▶ _SELECTED PASSAGE_:
+++

Tuition was not free in these higher schools beyond a limited number of part scholarships for those who were to become teachers. The school in Oodooville, Ceylon, was wholly self-supporting. All those in Japan were largely supported by the Japanese, and several, as at Osaka and Niigata, were wholly or in part under their control. That at Adabazar, Western Turkey, was the only one of its kind in that country, and was a successful experiment for a number of years. It was directed and supported by the Evangelical Armenian community, there being no Americans in the place, except the women who taught the school. The salaries of these women were paid in the U.S.

The boarding-schools and colleges were distributed as follows: South Africa, 2; European Turkey, 2; Asia Minor, 17; India and Ceylon, 11; China, 6; Japan, 7; Micronesia, 2; Mexico, 3; Spain, 1; Austria, 2.

+++

▶ _QUESTIONS ON THE MATERIAL_:
**a)** List every town the passage on mission schools names as the site of a particular school.
**b)** Quote the passage on mission schools word for word, starting with "Tuition was not" and going on through "1; Austria, 2.".
The material after this point has no connection to the passage on mission schools.

+++

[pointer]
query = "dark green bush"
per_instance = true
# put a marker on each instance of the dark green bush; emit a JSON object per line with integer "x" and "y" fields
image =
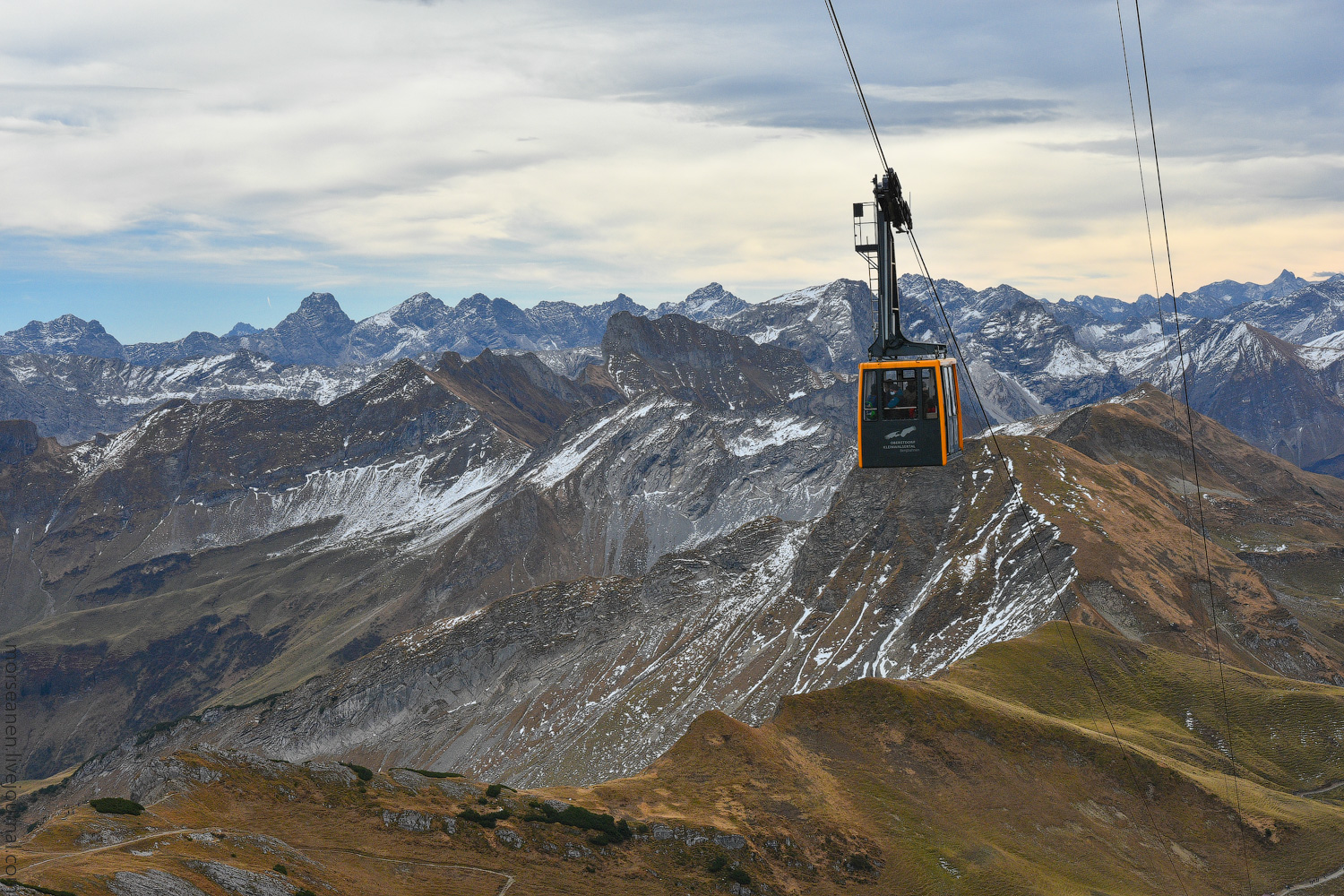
{"x": 484, "y": 820}
{"x": 11, "y": 882}
{"x": 582, "y": 818}
{"x": 116, "y": 806}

+++

▶ _YOUR WRITTEN ANSWERS_:
**a)** Oodooville, Osaka, Niigata, Adabazar

**b)**
Tuition was not free in these higher schools beyond a limited number of part scholarships for those who were to become teachers. The school in Oodooville, Ceylon, was wholly self-supporting. All those in Japan were largely supported by the Japanese, and several, as at Osaka and Niigata, were wholly or in part under their control. That at Adabazar, Western Turkey, was the only one of its kind in that country, and was a successful experiment for a number of years. It was directed and supported by the Evangelical Armenian community, there being no Americans in the place, except the women who taught the school. The salaries of these women were paid in the U.S.

The boarding-schools and colleges were distributed as follows: South Africa, 2; European Turkey, 2; Asia Minor, 17; India and Ceylon, 11; China, 6; Japan, 7; Micronesia, 2; Mexico, 3; Spain, 1; Austria, 2.